- [To do]:
1. Copy the stretch of the passage on vaccine mandates from "Emanuel said the" through "Indiana University’s mandate.", switching "shots" to "doses".
2. According to the passage on vaccine mandates, what share of adults in the Politico-Harvard poll supported health care organizations requiring employees to get the shots?

Houston Methodist, which has said it was the nation’s first health system to impose a coronavirus vaccination mandate when the policy was announced in March, faced protests from some staffers – including more than 150 who refused to get vaccinated and left the organization. But 97% of Houston Methodist workers complied, with about 2% obtaining exemptions or deferrals. A federal judge also dismissed a lawsuit filed by former staff members, ruling that Houston Methodist was “trying to do their business of saving lives without giving [patients] the covid-19 virus.”
Emanuel said the University of Pennsylvania Health System, which imposed its own coronavirus vaccination mandate two months ago, also has seen a similar uptake in shots.
“The sky didn’t fall,” Emanuel said. “When we do it, and we have a good justification, people respond.”
Hundreds of colleges and universities also have imposed vaccination mandates, which are expected to move forward after a federal judge last week upheld Indiana University’s mandate.
Americans’ opinions on requiring coronavirus vaccines vary by industry. A Politico-Harvard poll released this month found that 66% of adults supported health care organizations requiring employees to get the shots, but Americans were about evenly divided over whether other workers or schoolchildren should be required to do so.
“Our take is that there is a substantial opposition to workers and schoolchildren being required to be vaccinated. It may be getting slightly better over time, but that is a lot of employed people who do not want a requirement,” said Robert Blendon, a professor of health policy and political analysis at Harvard University who studies public attitudes. “If I were a legislator looking at our findings, I would be very cautious of forcing a mandate for employed people and parents of kids over 12, particularly in Republican-oriented states.”

(Items from a data source)
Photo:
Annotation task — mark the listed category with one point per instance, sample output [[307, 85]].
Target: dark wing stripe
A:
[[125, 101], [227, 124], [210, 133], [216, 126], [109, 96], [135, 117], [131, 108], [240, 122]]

- [Outputs for the tasks]:
1.
Emanuel said the University of Pennsylvania Health System, which imposed its own coronavirus vaccination mandate two months ago, also has seen a similar uptake in doses.
“The sky didn’t fall,” Emanuel said. “When we do it, and we have a good justification, people respond.”
Hundreds of colleges and universities also have imposed vaccination mandates, which are expected to move forward after a federal judge last week upheld Indiana University’s mandate.

2. 66%